▸ Consigne 1
Affichez toutes les lignes de la liste ci-dessous qui contiennent le mot « clicks ».

#### Texte source ####

Voici la traduction intégrale de l’intervention du cardinal Parolin, pour les lecteurs de Zenit, avec l’aimable autorisation des éditeurs (Parole et Silence).
Le thème choisi pour la rencontre était « Le regard de Magellan. La diplomatie des ponts dans un monde de murs ». Après l’accueil de l’ambassadeur Daniele Mancini, le père Antonio Spadaro, directeur de la revue, est intervenu en introduction. Ont ensuite pris la parole le secrétaire d’État du Vatican, le cardinal Pietro Parolin, et le président du Conseil, Paolo Gentiloni. Lucio Caracciolo, le directeur de la revue Limes, a fait fonction de modérateur lors des interventions. Un grand nombre d’ambassadeurs et de personnalités ecclésiastiques et civiles étaient présents parmi le public des invités[1].
L’ambassadeur Mancini, présentant l’initiative, a affirmé qu’« à travers les événements de l’histoire italienne, du Royaume à la République, La Civiltà Cattolica a été un point de référence et de stimulation pour la réflexion, attentive à décliner sa fidélité au pape avec une lecture profonde et actuelle, attentive également à creuser les thématiques culturelles, scientifiques, technologiques ». Il a ensuite présenté le thème de la rencontre, soulignant la manière dont, dans le domaine de la politique internationale, le pape François opère « un renversement de perspective », suivant une trajectoire « disposée à amorcer des processus, dont la culture du dialogue constitue la marque distinctive ». Elle est « un préalable à de “grands rapprochements”, qui dans le domaine politique s’inscrivent dans la vision d’une Église “bâtisseuse de ponts” ». Ainsi, la table ronde « interpelle et stimule les acteurs de la politique extérieure, hommes politiques, diplomates, universitaires et journalistes ».

#### Extraits de liste ####

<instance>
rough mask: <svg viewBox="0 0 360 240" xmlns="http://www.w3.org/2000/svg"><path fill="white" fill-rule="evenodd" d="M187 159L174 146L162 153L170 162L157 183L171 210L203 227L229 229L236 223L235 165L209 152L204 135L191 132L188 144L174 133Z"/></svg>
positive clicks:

####
#### Extraits de liste ####

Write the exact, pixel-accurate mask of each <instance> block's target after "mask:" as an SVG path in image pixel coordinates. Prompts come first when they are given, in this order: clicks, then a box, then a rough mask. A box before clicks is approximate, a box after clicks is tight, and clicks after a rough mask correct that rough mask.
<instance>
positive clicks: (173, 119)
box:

####
#### Extraits de liste ####

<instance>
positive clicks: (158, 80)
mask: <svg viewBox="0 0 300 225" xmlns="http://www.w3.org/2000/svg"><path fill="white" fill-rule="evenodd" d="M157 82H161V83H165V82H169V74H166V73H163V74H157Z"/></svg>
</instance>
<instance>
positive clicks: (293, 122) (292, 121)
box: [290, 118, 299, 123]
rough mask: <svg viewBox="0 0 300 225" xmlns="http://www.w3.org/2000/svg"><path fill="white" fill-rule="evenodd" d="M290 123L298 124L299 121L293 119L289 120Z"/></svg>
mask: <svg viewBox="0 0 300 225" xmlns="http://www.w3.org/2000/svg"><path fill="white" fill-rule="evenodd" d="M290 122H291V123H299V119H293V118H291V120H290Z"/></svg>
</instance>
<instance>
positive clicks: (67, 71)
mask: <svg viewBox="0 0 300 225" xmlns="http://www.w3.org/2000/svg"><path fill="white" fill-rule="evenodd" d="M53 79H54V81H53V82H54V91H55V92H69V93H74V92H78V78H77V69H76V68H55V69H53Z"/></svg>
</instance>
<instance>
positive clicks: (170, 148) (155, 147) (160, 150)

####

▸ Consigne 2
Poursuivez le compte rendu de la rencontre sur la diplomatie des ponts, à partir de sa dernière phrase ci-dessus.

▸ Réponse 1
positive clicks:
Write the exact, pixel-accurate mask of each <instance> block's target after "mask:" as an SVG path in image pixel coordinates. Prompts come first when they are given, in this order: clicks, then a box, then a rough mask. A box before clicks is approximate, a box after clicks is tight, and clicks after a rough mask correct that rough mask.
positive clicks: (173, 119)
positive clicks: (158, 80)
positive clicks: (293, 122) (292, 121)
positive clicks: (67, 71)
positive clicks: (170, 148) (155, 147) (160, 150)

▸ Réponse 2
Intervention du cardinal Pietro Parolin
Monsieur le Président du Conseil des ministres,
Vos Éminences et Excellences révérendissimes,
Son Excellence l’ambassadeur d’Italie près le Saint-Siège,
Mesdames, Messieurs les membres distingués du Corps diplomatique,
Mesdames, Messieurs les représentants des médias,
Mesdames, Messieurs,
J’ai accueilli avec plaisir l’invitation qui m’a été adressée par l’ambassadeur Daniele Mancini et par le père Antonio Spadaro à intervenir, aux côtés du président du Conseil, Paolo Gentiloni, au cours de l’événement de ce jour, réflexion à deux voix, consacré au thème de la vision globale que le pape François et le Saint-Siège développent à propos du monde, de ses problématiques et de ses exigences actuelles, regroupé sous le titre évocateur de : « Le regard de Magellan ».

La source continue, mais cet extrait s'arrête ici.